REQUEST: Locate each line in the material below that contains "complete" as a whole word, and copy those lines.

"""

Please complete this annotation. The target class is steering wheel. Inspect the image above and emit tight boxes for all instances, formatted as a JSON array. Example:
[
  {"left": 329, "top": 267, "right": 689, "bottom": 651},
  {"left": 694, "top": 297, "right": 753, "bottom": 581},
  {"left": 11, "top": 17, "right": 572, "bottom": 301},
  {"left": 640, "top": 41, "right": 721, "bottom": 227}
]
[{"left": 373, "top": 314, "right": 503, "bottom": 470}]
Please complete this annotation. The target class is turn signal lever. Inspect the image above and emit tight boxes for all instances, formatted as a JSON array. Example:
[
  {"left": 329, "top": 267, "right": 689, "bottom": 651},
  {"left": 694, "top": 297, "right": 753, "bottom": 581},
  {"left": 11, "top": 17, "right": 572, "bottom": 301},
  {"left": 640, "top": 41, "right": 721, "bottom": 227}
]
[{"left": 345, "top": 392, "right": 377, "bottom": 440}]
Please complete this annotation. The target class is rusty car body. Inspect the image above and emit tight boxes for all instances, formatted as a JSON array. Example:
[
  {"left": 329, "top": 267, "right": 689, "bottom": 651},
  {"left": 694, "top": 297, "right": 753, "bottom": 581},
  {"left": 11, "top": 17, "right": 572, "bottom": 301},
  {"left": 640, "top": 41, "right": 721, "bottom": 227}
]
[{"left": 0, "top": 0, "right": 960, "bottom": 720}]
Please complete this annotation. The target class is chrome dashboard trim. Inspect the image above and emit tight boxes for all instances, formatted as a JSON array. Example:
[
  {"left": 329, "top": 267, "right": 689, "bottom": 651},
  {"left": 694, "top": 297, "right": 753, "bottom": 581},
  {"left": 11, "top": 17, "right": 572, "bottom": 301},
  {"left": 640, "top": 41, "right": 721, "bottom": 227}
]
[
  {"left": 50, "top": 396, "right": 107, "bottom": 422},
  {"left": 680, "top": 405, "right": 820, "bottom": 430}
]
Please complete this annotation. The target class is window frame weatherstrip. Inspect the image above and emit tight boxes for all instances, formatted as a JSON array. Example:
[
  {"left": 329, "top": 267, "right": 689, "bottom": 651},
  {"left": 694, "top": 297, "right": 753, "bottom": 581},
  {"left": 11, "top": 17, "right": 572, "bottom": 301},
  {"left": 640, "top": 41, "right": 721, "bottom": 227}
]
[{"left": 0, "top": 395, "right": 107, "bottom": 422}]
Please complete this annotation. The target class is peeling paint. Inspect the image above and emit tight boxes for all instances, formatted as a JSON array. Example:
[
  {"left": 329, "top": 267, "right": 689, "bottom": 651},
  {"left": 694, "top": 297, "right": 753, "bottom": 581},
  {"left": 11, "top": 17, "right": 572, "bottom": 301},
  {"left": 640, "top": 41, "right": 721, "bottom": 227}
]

"""

EXERCISE OUTPUT:
Please complete this annotation. The target class is steering wheel. Inspect the image above and emit tight boxes for all instances, formatted as a JSON array. Example:
Please complete this annotation. The target class is turn signal lever. Inspect the image above and emit tight boxes for all instances, formatted as a JSON array. Example:
Please complete this annotation. The target class is rusty car body. Inspect the image above and emit tight boxes for all instances, formatted as a JSON array. Example:
Please complete this annotation. The target class is chrome dashboard trim. Inspect the image above and emit tight boxes for all instances, formatted as a JSON array. Example:
Please complete this annotation. The target class is window frame weatherstrip. Inspect the image above and emit tight boxes for all instances, formatted as a JSON array. Example:
Please complete this annotation. The target class is peeling paint. Inspect the image above and emit tight boxes for all instances, formatted as a JSON array. Example:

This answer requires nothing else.